▶ Task to carry out:
Answer these questions about the notebook on faster image downloads.
(a) Which two libraries does it install for concurrency and parallelism?
(b) How many image URLs from the test file does it keep in `links`?
(c) In the fast method, how many connections is the session given?

▶ Document:
Here's a faster way to download images using the principles of concurrency and parallelism. In other words, asynchronous tasking and multiprocessing. It works best on machines with 8+ cores and when downloading large files like videos.

Please let me know if you have other good methods for downloading large numbers of files!

In [None]:
# Libraries for concurrency and parallelism
! pip install asks trio

In [None]:
from pathlib import Path
import requests
from os import cpu_count

import datatable as dt
import asks
import trio

In [None]:
Path('./pics').mkdir(exist_ok=True)

img_urls = dt.fread("../input/wikipedia-image-caption/test.tsv", sep='\t', columns={'image_url'})
links = img_urls.to_list()[0][:1000]

In [None]:
%%time
# fast way

async def fetch_pic(s, url):
    r = await s.get(url)
    return r.content


async def save_pic(s, url):
    content = await fetch_pic(s, url)
    filename = f"pics/{url.split('/')[-1][:100]}"
    with open(filename,'wb') as f:
        f.write(content)

        
async def main(links):
    dname = 'https://upload.wikimedia.org'
    s = asks.sessions.Session(dname, connections=cpu_count()*2)
    async with trio.open_nursery() as n:
        for url in links:
            n.start_soon(save_pic, s, url)

            
trio.run(main, links)

In [None]:
%%bash
ls pics | wc -l
ls pics -U | head -6

In [None]:
%%time
# regular way

for url in links:
    r = requests.get(url, stream=True)
    content=r.content
    filename = f"pics/{url.split('/')[-1][:100]}"
    with open(filename,'wb') as f:
        f.write(content)

▶ Data extract:
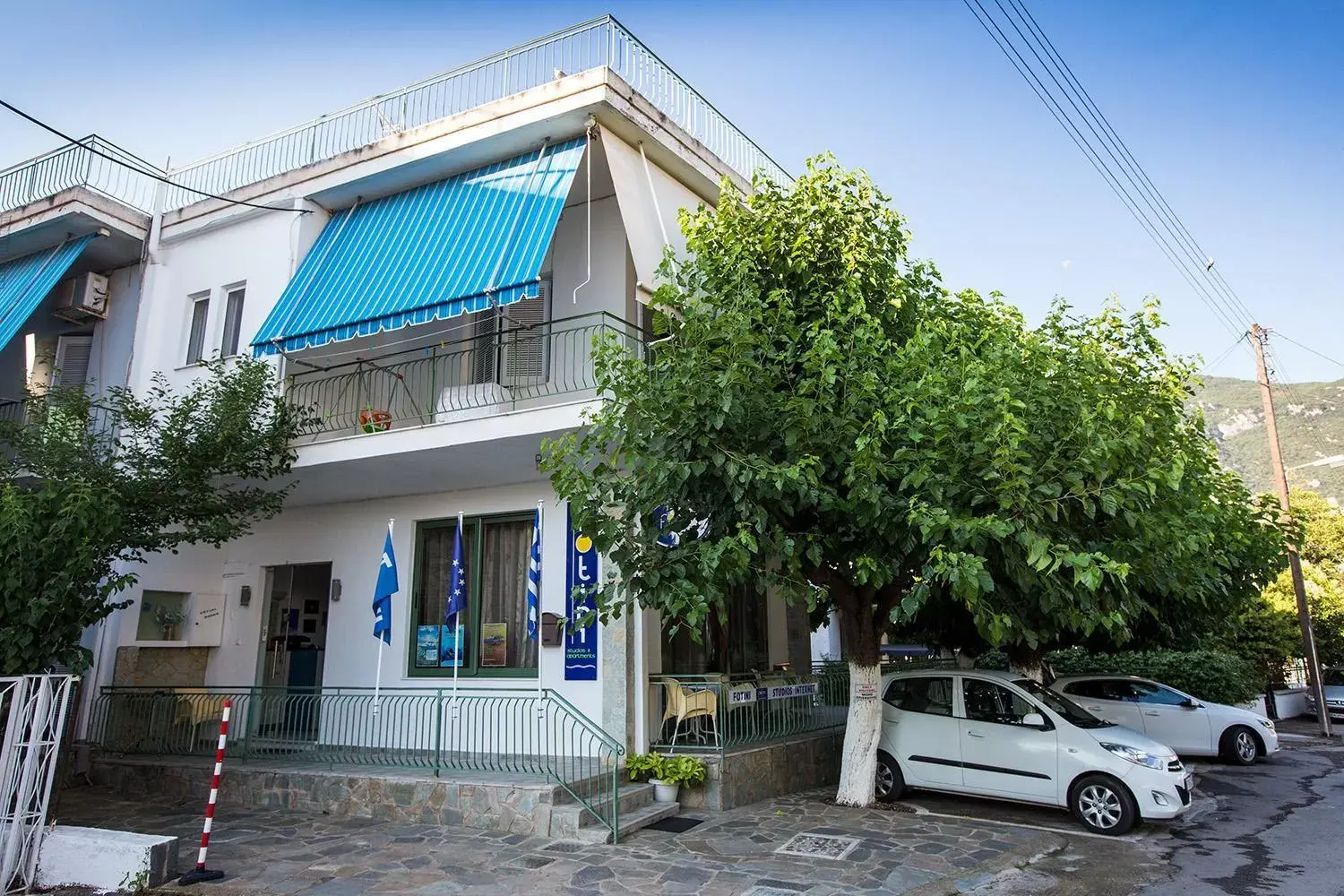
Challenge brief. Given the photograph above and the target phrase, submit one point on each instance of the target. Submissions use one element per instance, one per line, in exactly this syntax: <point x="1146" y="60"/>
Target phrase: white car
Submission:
<point x="1188" y="726"/>
<point x="996" y="734"/>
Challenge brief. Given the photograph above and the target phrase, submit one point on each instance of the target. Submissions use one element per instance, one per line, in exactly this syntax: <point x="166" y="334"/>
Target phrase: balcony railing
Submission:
<point x="720" y="713"/>
<point x="491" y="729"/>
<point x="601" y="42"/>
<point x="519" y="367"/>
<point x="80" y="166"/>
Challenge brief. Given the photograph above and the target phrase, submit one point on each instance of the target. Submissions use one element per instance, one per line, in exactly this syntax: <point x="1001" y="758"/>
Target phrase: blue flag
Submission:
<point x="456" y="581"/>
<point x="383" y="591"/>
<point x="534" y="579"/>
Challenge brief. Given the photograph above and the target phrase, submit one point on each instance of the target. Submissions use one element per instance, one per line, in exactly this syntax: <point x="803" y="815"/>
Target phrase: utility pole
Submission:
<point x="1295" y="562"/>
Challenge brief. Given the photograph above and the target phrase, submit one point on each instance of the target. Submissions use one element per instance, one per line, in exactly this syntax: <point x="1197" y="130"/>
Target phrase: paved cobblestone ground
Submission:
<point x="731" y="853"/>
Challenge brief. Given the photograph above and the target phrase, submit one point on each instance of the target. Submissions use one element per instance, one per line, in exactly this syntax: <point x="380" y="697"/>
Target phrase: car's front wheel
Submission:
<point x="889" y="782"/>
<point x="1239" y="745"/>
<point x="1102" y="805"/>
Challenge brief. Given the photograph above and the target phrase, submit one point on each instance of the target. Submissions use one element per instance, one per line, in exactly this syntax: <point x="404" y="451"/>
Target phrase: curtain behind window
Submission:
<point x="504" y="597"/>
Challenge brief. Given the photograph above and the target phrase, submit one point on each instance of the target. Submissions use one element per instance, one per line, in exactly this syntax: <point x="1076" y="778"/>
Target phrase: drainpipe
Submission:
<point x="590" y="125"/>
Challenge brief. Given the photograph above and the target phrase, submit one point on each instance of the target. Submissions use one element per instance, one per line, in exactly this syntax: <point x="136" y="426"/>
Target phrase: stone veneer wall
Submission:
<point x="768" y="771"/>
<point x="513" y="809"/>
<point x="160" y="667"/>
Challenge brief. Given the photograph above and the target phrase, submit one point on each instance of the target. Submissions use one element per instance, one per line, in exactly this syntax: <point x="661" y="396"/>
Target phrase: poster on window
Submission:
<point x="426" y="646"/>
<point x="581" y="584"/>
<point x="451" y="641"/>
<point x="495" y="643"/>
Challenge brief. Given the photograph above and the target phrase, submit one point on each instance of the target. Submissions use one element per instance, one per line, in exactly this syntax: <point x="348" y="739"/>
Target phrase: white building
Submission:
<point x="429" y="269"/>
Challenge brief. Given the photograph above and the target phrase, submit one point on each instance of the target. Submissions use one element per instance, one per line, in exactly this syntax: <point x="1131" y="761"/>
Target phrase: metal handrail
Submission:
<point x="441" y="382"/>
<point x="601" y="42"/>
<point x="472" y="728"/>
<point x="91" y="163"/>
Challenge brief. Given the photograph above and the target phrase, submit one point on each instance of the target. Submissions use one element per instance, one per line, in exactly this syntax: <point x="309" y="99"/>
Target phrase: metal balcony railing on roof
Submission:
<point x="80" y="166"/>
<point x="601" y="42"/>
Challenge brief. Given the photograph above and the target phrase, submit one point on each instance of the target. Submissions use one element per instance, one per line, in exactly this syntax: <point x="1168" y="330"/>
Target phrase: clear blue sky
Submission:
<point x="1234" y="108"/>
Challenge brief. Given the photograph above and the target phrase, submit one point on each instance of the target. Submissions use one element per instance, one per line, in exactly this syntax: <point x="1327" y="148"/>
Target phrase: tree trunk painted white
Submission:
<point x="863" y="727"/>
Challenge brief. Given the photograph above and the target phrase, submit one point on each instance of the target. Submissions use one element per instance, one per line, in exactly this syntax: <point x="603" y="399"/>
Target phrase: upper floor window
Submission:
<point x="196" y="335"/>
<point x="233" y="322"/>
<point x="494" y="627"/>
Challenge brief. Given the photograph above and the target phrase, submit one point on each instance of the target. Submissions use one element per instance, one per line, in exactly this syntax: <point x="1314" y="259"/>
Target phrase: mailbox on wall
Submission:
<point x="551" y="635"/>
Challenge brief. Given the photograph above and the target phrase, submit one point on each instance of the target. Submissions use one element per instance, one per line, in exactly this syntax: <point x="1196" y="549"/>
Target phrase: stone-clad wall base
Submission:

▶ Result of this task:
(a) asks and trio
(b) 1,000
(c) Twice the CPU count (`cpu_count()*2`)